— DOCUMENT SECTION —
An Onida television would be safe in the house of Devraj and Sonmati Chevra. They have no neighbours. They live alone in the village of Seradand in Chhattisgarh. There is only Mahipal, a forest department guard, for company. He lives in a skeletal outhouse many yards away. The couple’s ten-year-old son, Ramprasad, the youngest of their five children, visits on weekends. The other days, he is away at boarding school.
The house with off-white walls and a brown tiled roof is on a vast, flat plain in the mountains off Amhar village. It is nearly a two-hour drive from Baikunthpur, the nearest town.
Devraj is out at work. Sonmati is around. She is 40, but is shrivelled and looks much older. She walks about her field like a ghost—silent, spine erect, head covered. Devraj and Sonmati are registered voters. During elections, a booth is set up for just the two of them.
At around 1.30 pm, the thin figure of Devraj emerges from the high dry grass. He holds an axe in his left hand. A thick, half-smoked bidi rolled in a green leaf is pressed over his right ear. He is dark and his legs are extremely thin. The right leg has a congenital defect. Devraj’s hair is thick and gray. He is frowning. He is probably thinking, “Are these people?”

— CHALLENGE 1 —
List every place name that appears in the Seradand passage.
— CHALLENGE 2 —
Reproduce the Seradand passage between "The house with" and "the nearest town.", inclusive.
— CHALLENGE 3 —
Please resume the Seradand passage from its last sentence.

— DATA LISTING —
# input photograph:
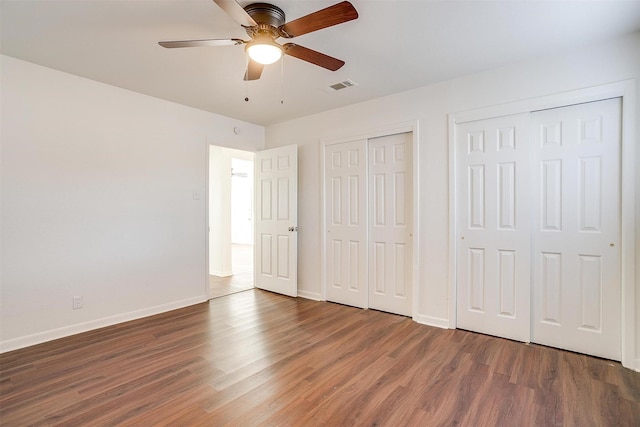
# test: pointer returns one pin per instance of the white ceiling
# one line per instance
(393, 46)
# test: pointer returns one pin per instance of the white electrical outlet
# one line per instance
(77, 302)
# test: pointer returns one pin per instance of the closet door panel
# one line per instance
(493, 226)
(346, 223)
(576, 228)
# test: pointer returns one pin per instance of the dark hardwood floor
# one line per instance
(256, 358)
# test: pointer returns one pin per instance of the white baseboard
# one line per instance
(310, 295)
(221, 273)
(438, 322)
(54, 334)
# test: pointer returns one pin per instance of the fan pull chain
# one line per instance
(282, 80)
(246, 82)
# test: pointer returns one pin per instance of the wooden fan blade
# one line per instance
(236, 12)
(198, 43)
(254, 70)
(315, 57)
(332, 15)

...

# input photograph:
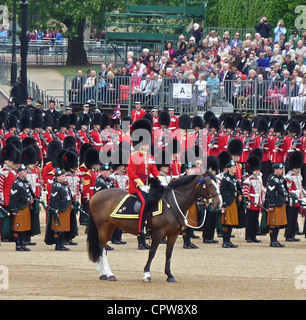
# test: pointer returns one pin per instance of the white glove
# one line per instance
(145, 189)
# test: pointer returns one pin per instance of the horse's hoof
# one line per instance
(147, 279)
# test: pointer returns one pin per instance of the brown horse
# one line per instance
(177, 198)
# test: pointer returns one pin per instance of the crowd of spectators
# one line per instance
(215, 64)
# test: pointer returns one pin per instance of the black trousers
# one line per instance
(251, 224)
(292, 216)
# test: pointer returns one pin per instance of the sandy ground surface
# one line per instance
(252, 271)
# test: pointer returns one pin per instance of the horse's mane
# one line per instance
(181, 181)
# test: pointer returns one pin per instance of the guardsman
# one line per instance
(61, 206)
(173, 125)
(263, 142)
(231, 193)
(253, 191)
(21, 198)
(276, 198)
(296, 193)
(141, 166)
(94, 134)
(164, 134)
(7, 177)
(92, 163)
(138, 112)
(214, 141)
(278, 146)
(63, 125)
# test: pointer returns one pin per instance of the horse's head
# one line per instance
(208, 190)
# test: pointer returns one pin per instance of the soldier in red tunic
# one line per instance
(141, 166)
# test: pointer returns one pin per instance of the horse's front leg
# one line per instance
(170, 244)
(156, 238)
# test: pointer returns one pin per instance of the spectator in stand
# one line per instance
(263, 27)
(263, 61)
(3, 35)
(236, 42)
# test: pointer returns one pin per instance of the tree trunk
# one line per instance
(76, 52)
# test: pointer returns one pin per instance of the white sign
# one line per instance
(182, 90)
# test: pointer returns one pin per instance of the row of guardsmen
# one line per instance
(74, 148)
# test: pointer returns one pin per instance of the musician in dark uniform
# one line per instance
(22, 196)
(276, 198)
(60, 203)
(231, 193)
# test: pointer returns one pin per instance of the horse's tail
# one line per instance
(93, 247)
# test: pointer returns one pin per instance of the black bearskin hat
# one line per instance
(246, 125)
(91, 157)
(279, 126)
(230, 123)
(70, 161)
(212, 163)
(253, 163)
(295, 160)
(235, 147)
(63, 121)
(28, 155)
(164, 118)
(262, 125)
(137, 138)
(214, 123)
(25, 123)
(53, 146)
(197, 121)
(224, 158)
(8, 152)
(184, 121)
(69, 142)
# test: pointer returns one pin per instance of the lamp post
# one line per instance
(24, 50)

— TASK RESULT 1 —
Seradand
Chhattisgarh
Amhar
Baikunthpur

— TASK RESULT 2 —
The house with off-white walls and a brown tiled roof is on a vast, flat plain in the mountains off Amhar village. It is nearly a two-hour drive from Baikunthpur, the nearest town.

— TASK RESULT 3 —
Innumerable species of plant and animal life surround him. At night, bears and sometimes leopards roam the area around his house. But he is not used to humans. When he reaches the house, though, Devraj’s face breaks into a smile. He lets the axe fall and folds his hands to say namaste. Sonmati brings water to drink. It is real spring water and tastes fabulous.
Devraj is in a fix. Officially, he is not poor. Practically, he is. Yes, he has 20 acres of land that he inherited from his father. But apart from some tomato, vegetables and grain, he does not grow much. As he is not below poverty line, he is not entitled to get rice at the subsidised Rs 3 a kg. He has to buy it at Rs 15 a kg.
“I only want one thing,” he says. “A diesel water pump. Every time there is an election, the candidates promise me one. I hope some day they keep their promise.”
There is a bow and some arrows in the corner. Someone picks it up. Devraj is worried and perhaps a bit annoyed. “Don’t shoot at the buffaloes,” he says. “Besides, you might hurt yourself.” He has lived all his life here. So did his parents. He does not miss company as such. “People are welcome to build a house here, but not on my land,” he says.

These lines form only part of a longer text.